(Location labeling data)
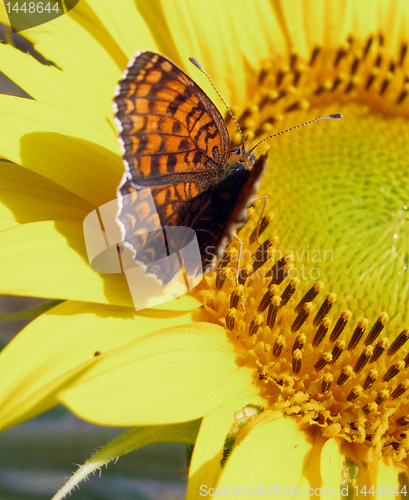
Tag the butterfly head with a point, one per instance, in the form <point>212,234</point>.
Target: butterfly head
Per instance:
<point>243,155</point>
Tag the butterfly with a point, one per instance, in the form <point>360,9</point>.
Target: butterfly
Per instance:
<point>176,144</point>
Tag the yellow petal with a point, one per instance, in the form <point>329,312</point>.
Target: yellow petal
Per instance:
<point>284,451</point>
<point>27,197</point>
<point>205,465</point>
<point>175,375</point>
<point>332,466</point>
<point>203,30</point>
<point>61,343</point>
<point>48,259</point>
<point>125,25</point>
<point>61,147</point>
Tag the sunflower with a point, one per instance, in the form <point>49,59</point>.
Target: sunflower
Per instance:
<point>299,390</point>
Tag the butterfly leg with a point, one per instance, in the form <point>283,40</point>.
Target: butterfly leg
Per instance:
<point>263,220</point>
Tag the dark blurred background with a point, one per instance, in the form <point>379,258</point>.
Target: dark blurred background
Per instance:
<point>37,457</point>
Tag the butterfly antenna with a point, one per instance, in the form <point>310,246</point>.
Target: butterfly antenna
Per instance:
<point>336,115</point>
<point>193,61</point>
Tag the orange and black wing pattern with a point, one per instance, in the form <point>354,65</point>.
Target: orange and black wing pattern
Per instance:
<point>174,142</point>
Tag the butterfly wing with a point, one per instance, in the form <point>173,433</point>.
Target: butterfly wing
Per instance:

# [TASK DESCRIPTION]
Output again, unchanged, everything in the data above from the line containing "Tag the dark" down to the line containing "<point>193,61</point>", with both of those lines included.

# [RIGHT ANSWER]
Tag the dark blurred background with a point, one per instance, in the form <point>379,258</point>.
Target: dark blurred background
Per instance:
<point>37,457</point>
Tag the butterfly antenna with a point, one per instance, in the form <point>310,246</point>.
Target: butterfly antenna
Per instance:
<point>336,115</point>
<point>193,61</point>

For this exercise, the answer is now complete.